Reproduce the lines below verbatim, omitting the pictures.
— START OF Provided data —
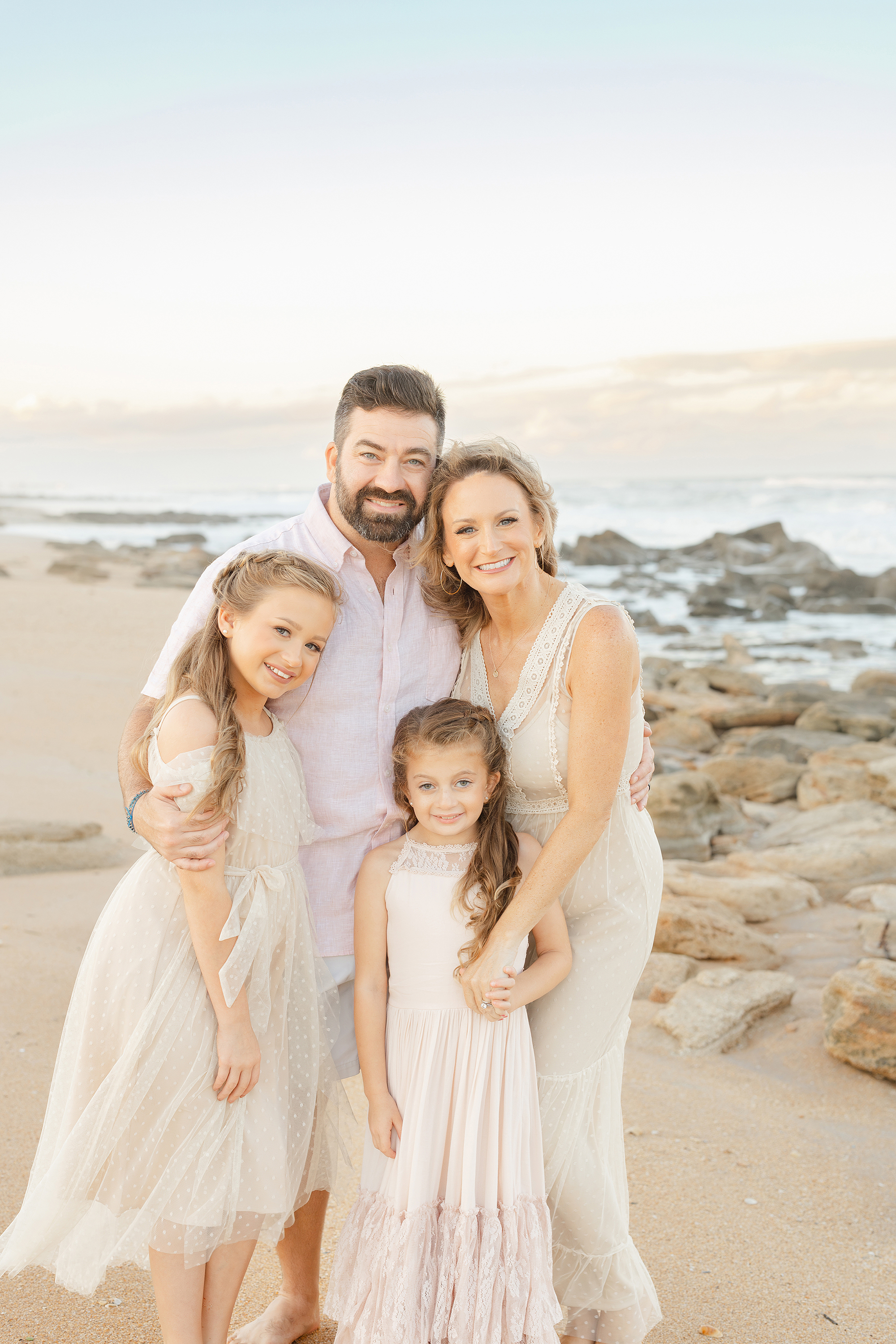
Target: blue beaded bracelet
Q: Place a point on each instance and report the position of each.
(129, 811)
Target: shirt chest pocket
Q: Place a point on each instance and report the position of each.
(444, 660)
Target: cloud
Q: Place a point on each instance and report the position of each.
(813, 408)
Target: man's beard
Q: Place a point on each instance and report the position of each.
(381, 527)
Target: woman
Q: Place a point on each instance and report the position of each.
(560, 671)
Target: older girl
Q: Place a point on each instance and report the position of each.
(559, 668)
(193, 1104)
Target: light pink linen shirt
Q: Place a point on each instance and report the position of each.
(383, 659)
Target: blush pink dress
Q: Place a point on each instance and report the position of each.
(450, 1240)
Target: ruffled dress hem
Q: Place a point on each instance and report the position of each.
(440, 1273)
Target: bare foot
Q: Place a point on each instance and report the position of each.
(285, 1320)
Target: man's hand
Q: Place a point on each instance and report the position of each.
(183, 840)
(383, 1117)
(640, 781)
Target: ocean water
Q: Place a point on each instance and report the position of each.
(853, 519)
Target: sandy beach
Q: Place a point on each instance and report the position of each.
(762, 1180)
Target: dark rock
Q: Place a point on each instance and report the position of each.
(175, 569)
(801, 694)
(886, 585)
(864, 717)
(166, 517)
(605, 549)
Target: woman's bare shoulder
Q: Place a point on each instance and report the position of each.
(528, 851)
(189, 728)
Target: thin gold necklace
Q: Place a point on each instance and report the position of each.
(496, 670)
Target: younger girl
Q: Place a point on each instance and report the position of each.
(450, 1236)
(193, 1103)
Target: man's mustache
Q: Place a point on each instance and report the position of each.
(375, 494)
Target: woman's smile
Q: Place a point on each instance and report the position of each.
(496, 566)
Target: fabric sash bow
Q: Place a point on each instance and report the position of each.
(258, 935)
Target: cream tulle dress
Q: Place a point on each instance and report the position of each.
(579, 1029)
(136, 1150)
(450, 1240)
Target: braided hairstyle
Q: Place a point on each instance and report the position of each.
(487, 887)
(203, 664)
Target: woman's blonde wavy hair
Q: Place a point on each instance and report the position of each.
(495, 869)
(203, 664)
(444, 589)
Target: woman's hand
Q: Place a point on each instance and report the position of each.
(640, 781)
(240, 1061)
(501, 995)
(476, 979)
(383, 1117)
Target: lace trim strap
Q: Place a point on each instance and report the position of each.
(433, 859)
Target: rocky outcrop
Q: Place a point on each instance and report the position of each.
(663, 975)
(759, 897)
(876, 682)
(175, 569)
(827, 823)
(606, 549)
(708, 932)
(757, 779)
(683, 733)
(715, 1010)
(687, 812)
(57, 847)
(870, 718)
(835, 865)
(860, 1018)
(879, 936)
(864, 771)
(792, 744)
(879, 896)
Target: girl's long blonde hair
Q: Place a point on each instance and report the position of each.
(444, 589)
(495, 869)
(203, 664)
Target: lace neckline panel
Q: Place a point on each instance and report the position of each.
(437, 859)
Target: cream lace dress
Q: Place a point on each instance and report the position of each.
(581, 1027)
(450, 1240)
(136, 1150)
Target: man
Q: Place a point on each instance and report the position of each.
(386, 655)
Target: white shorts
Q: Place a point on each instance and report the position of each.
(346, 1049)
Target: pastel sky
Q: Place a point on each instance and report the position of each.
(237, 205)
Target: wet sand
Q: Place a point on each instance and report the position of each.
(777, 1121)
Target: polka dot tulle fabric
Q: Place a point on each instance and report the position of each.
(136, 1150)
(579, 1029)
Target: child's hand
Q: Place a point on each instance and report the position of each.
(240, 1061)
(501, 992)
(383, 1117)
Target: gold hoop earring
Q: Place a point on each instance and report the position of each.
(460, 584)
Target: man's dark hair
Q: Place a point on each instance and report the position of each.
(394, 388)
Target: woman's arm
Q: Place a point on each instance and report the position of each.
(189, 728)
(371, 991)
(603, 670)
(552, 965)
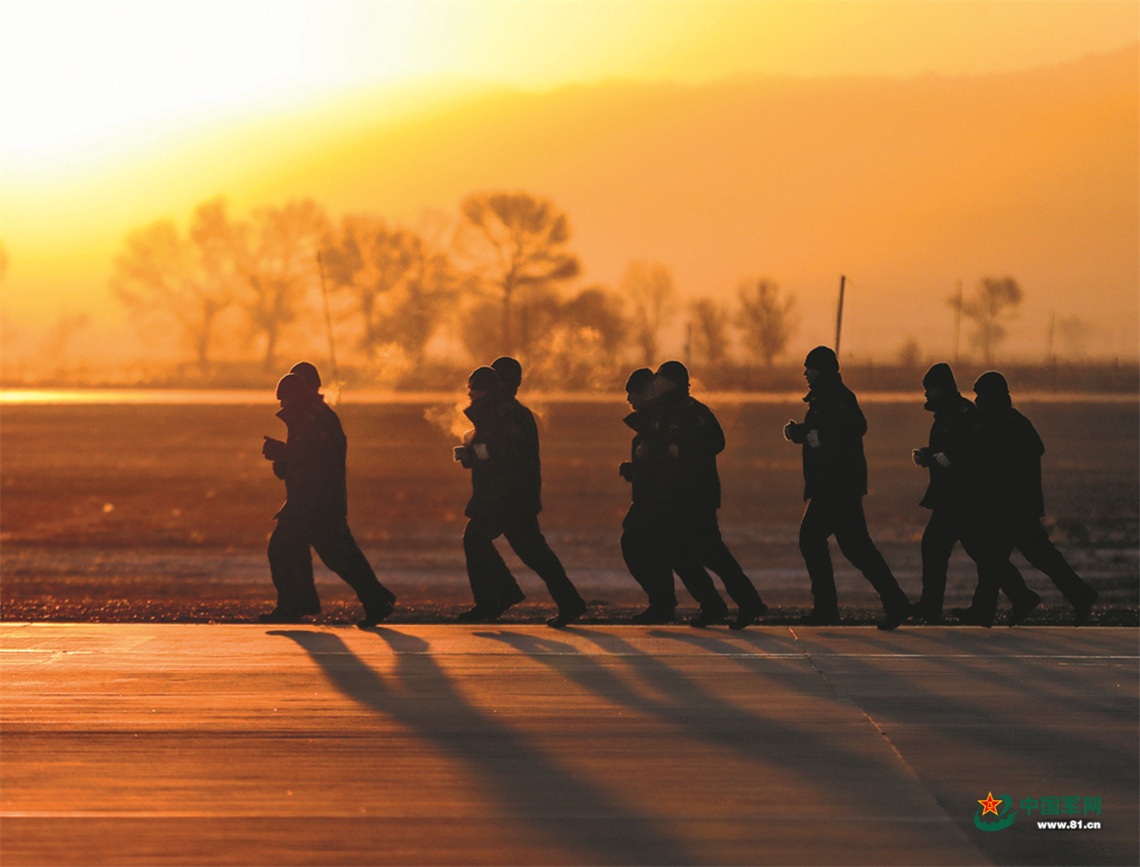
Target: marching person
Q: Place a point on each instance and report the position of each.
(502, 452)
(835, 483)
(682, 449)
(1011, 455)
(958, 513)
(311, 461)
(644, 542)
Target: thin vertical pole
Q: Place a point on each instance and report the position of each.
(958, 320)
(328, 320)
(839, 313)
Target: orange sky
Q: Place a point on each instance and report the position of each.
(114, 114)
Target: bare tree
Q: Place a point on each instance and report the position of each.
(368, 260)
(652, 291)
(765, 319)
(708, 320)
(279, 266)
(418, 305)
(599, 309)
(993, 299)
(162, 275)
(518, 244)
— END OF Provided data —
Written solution>
Target: blue beaded bracelet
Q: Place a point on each instance and report the position of each.
(129, 811)
Target: shirt chest pocket
Q: Place a point on each instance and report the position of each.
(444, 660)
Target: cloud
Q: Place a point on each instance and report the position of each.
(813, 408)
Target: man's beard
Q: Place a point on each instance and report the position of each.
(381, 527)
Target: woman
Q: Place a point on each instance and report the position of each.
(560, 671)
Target: older girl
Q: Place a point on each instance and report the position of each.
(559, 668)
(193, 1104)
Target: light pink linen shirt
Q: Place a point on each instance and report the position of each.
(383, 659)
Target: blush pink dress
Q: Place a point on each instance and report the position of each.
(450, 1240)
Target: ruffled dress hem
Q: Place a point on each instance and report the position of each.
(440, 1273)
Target: bare foot
Q: Place a point on each instance and report the position of each.
(285, 1320)
Target: man's hand
Q: Place a point on each instance and report the position of each.
(183, 840)
(383, 1117)
(640, 781)
Target: ocean water
Q: Place a point on each instance and report the position of each.
(853, 519)
Target: sandy beach
Q: Place a point on each instance and report the position of each.
(762, 1180)
Target: dark rock
Q: Place a point on each instance and report the position of each.
(175, 569)
(801, 694)
(886, 585)
(864, 717)
(166, 517)
(605, 549)
Target: woman's bare shoulder
Q: Place a point on each instance and report the position of each.
(528, 851)
(189, 728)
Target: thin gold necklace
Q: Place a point on each instance and report the position of each.
(496, 670)
Target: younger girl
Q: Place a point on each instance and report the position of each.
(450, 1236)
(193, 1103)
Target: man's mustache
Q: Place a point on each instance and report the position of each.
(375, 494)
Target: woman's smile
Q: Place a point on each instance and report the position of each.
(496, 566)
Target: fabric sash bow
Q: Place a point on each instance and report the position of each.
(258, 935)
Target: cream tulle dress
Q: Place a point on each instance and report the position of each.
(579, 1029)
(136, 1150)
(450, 1240)
Target: braided hairstyle
Q: Place a point on each instance and report the position of each.
(487, 887)
(203, 664)
Target: woman's blonde wavy hair
Q: Place a point on each instance and report the position of each.
(495, 869)
(203, 664)
(444, 589)
Target: woman's hand
Q: Place a point on each instance and report the position of each.
(640, 781)
(240, 1061)
(501, 995)
(476, 979)
(383, 1117)
Target: lace trim strap
Q: Place a point on each instance and report the position of each.
(433, 859)
Target: rocky outcrop
Q: Place a point on each instance and report the position of each.
(663, 975)
(759, 897)
(876, 682)
(175, 569)
(827, 823)
(606, 549)
(708, 932)
(757, 779)
(683, 733)
(715, 1010)
(687, 812)
(57, 847)
(870, 718)
(835, 865)
(860, 1018)
(879, 936)
(864, 771)
(792, 744)
(879, 896)
Target: girl's long blonde hair
Q: Place a point on each instance and report the position of each.
(444, 589)
(495, 869)
(203, 664)
Target: lace neckline panel
Q: Place a point on each instance and report the position of each.
(437, 859)
Target: cream lace dress
Q: Place a point on each instance and report the position of each.
(581, 1027)
(450, 1240)
(136, 1150)
Target: man
Q: Place a point on each instance and report the position of each.
(386, 655)
Target: white shorts
Q: Place a point on each instance and report the position of each.
(346, 1049)
Target: pastel sky
Q: Place a point on each instance and report the position of each.
(237, 205)
Target: wet sand
Q: Place a point on each instance and report the position of each.
(777, 1121)
Target: polka dot tulle fabric
Q: Place a point on each instance and report the position of each.
(136, 1150)
(579, 1029)
Target: child's hand
Q: Place a point on each instance and report the position of each.
(240, 1061)
(501, 992)
(383, 1117)
Target: gold hoop earring
Q: Place a point on each instance and report the position of each.
(460, 584)
Target: man's dark hair
Q: Place a point on each instance and report the position of each.
(394, 388)
Target: woman's arm
Q: Place a point on each instance and report the position of each.
(189, 728)
(371, 991)
(603, 670)
(552, 965)
Target: marching person
Q: Place a point on each instance and report the position of each.
(502, 452)
(835, 483)
(682, 449)
(1011, 455)
(958, 513)
(311, 461)
(644, 542)
Target: thin vertical pole
Q: Place a point on each instance and report the position of each.
(958, 320)
(328, 320)
(839, 313)
Target: orange sky
Q: Place a point on each instance and report the position of each.
(114, 114)
Target: bare tree
Q: Place a point on each instance and report the position of each.
(368, 260)
(652, 291)
(765, 319)
(708, 320)
(279, 266)
(418, 305)
(599, 309)
(993, 299)
(162, 275)
(518, 244)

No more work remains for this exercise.